## PAGE EXCERPT
--------------------------------------------------

Theatre Review

 

Getting Away With Murder
Old Fire Station Theatre
22-26 October

Whodunnit? Who decided to bring Stephen Sondheim's clunking murder mystery to Oxford, indeed why did Sondheim write a non-musical in the first place, and then who did the actors think they were kidding with such bitty, distracted performances? Whoever is to blame, a terrible deed has been done.

Seven patients, each representing a deadly sin, discover that their group therapist has been murdered, and they must make a choice: phone the police and allow the media to pore over their private, sinful secrets, or wait around and deduce who among themselves is the murderer. Unfortunately they choose the latter. In the course of their sleuthing they discover the therapist, Dr Bering, had not only been using them as source material for a new book, but that he had arrived at an eighth deadly sin.

To be fair to the actors, the script is banal. Clichéd lines emerge from even more clichéd characters, including a greedy property developer, a power-hungry politician, a jealous academic, a floozy waitress, and a stupid, fat Greek man. Each character reveals their particular neurosis in obvious first lines - this from a play whose programme announces, "Crucially, we [the audience] are allowed to think for ourselves".

This is the problem: we are not allowed to think for ourselves. We find out who the killer is before the interval. Fair enough then, perhaps we are supposed to reflect in the second half on why the character was compelled into such drastic action. Instead, the explanation is thrown in our face; indeed through various asides the murderer lets the audience know he knows we know. How can there be any mystery? And without mystery, we are left looking at our watches waiting for the play to finish.

The precept of the eighth sin is the only mystery, Sondheim and his co-writer George Furth suggesting that politics - "manipulation" - is the deadliest sin of all. Why? So the murderer is power-hungry, but then so are all the other characters. All but one is willing to overlook the murder to save their public face, so why single out power? Any attempt at social commentary collapses.

You can almost pity the poor actors forced to bring life to this mess. Almost. Alas, in the main they present themselves not as characters but as actors waiting for each other to say their lines, watching each other, at one point even turning toward and reacting as a group to one actor slightly before that actor says their line. Of their attempts at American accents, only the dumb Southern waitress, played by Chloe Potter, sounds consistent.

The director's decision to cast a play about greed in, of all places, 1980s New York only adds to the cliché. The set itself is split into two cluttered main rooms connected by a doorway, resulting in the entire cast shuffling back and forward between rooms en masse like a pack of tired tourists. Using Dr Bering's answer phone as a device to shed insight on what really happened would have been fine only we can't hear the machine for the sound of the patients bickering.

You are left feeling like you've sat through a bad TV movie, one you should have turned off after 5 minutes.

--------------------------------------------------

## PROVIDED DATA
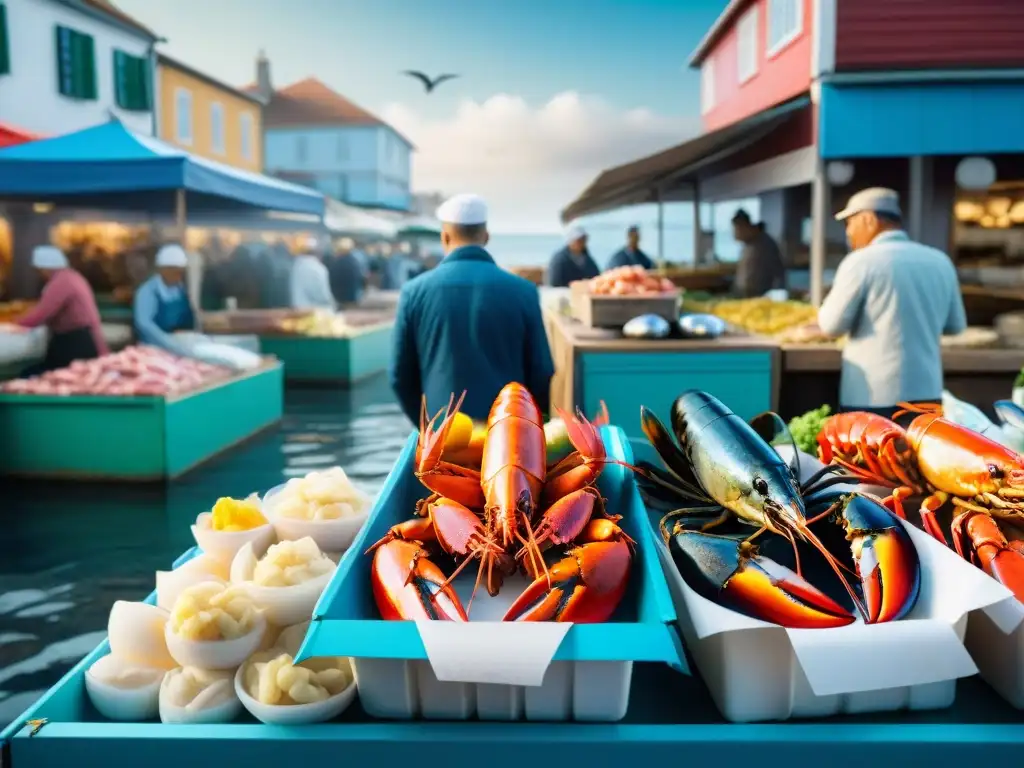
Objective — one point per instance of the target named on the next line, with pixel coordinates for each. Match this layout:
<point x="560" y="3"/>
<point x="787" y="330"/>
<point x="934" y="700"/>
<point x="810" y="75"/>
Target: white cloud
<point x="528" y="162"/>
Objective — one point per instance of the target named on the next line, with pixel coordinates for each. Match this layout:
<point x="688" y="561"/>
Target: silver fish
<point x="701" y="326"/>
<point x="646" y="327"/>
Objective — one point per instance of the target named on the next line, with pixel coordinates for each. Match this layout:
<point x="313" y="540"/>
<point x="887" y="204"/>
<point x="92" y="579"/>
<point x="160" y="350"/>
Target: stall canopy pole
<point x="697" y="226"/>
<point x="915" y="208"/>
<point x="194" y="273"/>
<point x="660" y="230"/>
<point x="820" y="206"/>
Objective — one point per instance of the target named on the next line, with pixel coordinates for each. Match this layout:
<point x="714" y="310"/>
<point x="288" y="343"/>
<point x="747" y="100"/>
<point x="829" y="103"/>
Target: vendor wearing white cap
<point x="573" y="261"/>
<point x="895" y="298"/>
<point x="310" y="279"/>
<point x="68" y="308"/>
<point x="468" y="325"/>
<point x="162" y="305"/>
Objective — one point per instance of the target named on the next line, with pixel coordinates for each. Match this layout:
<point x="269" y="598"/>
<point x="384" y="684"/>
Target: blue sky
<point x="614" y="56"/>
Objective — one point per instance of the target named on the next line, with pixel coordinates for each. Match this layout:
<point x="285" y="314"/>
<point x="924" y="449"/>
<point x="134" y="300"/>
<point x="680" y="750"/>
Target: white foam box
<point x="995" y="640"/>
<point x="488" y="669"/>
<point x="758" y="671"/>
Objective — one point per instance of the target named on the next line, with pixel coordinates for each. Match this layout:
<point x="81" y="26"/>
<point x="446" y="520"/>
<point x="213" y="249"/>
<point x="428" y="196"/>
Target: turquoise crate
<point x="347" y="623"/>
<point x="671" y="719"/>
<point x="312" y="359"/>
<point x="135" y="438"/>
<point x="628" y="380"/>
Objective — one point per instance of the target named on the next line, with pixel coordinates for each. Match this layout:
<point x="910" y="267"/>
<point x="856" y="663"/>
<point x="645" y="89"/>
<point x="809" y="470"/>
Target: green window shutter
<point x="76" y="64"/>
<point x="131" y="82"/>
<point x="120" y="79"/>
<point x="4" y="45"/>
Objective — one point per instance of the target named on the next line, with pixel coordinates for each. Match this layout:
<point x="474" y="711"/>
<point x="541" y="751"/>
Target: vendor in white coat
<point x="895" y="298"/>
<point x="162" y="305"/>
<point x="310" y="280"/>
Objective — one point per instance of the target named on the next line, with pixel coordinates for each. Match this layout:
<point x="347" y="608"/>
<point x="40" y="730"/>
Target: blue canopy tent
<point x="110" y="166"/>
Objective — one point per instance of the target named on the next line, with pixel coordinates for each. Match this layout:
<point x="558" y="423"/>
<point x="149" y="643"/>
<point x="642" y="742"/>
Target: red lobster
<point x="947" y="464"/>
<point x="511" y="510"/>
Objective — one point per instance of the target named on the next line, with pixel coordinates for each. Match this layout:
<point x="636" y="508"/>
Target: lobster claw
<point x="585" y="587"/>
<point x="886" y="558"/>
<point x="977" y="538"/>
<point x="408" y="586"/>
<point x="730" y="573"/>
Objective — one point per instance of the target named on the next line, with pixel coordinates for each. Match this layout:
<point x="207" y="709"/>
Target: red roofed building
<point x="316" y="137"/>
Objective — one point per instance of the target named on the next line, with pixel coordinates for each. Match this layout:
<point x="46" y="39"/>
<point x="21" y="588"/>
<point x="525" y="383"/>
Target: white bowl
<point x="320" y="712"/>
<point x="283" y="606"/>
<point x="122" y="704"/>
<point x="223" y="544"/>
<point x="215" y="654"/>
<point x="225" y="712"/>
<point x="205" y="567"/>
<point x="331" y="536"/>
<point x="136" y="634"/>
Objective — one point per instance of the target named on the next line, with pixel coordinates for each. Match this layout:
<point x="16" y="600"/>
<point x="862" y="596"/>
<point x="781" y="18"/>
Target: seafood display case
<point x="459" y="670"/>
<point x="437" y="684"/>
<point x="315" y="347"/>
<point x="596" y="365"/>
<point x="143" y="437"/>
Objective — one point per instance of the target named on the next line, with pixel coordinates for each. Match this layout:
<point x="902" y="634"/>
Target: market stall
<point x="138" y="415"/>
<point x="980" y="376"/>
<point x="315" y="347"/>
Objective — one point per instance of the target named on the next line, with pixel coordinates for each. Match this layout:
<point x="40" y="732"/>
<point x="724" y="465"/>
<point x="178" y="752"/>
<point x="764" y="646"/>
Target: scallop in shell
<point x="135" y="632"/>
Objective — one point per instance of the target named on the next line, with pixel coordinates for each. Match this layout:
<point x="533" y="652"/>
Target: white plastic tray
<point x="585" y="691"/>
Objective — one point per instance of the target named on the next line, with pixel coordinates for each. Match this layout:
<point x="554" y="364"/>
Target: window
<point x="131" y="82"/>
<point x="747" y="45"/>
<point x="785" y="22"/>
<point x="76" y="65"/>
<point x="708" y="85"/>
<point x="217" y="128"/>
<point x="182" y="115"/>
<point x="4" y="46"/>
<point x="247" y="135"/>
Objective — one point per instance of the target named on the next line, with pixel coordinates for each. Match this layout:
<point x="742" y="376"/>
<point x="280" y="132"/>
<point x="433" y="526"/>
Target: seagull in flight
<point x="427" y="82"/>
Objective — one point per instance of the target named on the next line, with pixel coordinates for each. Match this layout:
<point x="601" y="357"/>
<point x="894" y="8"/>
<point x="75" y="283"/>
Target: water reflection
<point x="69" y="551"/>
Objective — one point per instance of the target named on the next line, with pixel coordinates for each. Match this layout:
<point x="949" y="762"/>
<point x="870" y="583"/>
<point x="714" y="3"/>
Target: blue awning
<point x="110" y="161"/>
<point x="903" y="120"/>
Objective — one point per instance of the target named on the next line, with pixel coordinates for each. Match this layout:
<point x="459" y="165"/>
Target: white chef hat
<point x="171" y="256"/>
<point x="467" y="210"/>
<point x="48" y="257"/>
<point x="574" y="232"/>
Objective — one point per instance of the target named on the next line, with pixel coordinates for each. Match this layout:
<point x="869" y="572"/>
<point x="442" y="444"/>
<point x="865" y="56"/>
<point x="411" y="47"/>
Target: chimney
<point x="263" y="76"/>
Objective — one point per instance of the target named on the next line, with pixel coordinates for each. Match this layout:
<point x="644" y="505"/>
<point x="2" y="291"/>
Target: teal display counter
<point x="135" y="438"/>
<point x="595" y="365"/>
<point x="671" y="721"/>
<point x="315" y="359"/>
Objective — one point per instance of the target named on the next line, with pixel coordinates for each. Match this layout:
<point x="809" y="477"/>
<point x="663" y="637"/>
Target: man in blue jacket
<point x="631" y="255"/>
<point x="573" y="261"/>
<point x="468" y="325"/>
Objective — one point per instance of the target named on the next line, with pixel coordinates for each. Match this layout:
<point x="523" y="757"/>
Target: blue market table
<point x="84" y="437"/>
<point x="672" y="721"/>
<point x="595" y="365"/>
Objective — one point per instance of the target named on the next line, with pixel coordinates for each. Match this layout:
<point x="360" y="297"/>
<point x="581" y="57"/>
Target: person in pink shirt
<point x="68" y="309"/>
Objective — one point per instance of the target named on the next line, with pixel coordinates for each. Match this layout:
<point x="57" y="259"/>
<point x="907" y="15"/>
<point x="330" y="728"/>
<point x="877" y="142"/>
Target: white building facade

--------------------------------------------------

## ACTIVITIES
- 1) According to the theatre review, who plays the Southern waitress?
- 2) Does the theatre review support each statement below? Answer yes or no for each, and quote the deciding words.
(a) The audience learns who the killer is before the interval.
(b) The production is set in 1990s London.
(c) The murdered therapist is named Dr Bering.

## ANSWERS
- 1) Chloe Potter.

- 2)
(a) Yes: "We find out who the killer is before the interval."
(b) No: "cast a play about greed in, of all places, 1980s New York"
(c) Yes: "the therapist, Dr Bering"